EXERCISE MATERIAL:
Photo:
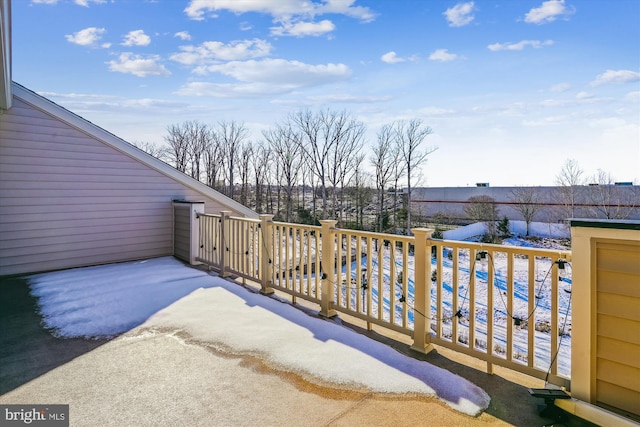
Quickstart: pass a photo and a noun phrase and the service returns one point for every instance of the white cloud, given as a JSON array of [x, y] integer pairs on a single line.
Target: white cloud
[[460, 14], [87, 37], [536, 44], [210, 52], [282, 72], [346, 98], [633, 96], [391, 58], [84, 3], [616, 76], [266, 77], [129, 63], [547, 12], [280, 8], [183, 35], [442, 55], [301, 29], [560, 87], [136, 38]]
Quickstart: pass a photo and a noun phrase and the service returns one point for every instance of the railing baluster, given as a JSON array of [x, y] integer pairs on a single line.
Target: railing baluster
[[455, 290], [395, 295]]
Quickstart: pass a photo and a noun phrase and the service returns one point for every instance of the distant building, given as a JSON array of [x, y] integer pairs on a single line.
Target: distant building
[[621, 201]]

TASK TO COMPLETE:
An exact printout is needed of the lines from the one containing "of the distant" through the end of the listing above, both of those lines included, and nothing else.

REPLY:
Quickstart: pass a photo and a noun phrase and the service returns one point for every instance of the distant building, given as a JSON array of [x, y] integer pairs on a single line.
Target: distant building
[[621, 201]]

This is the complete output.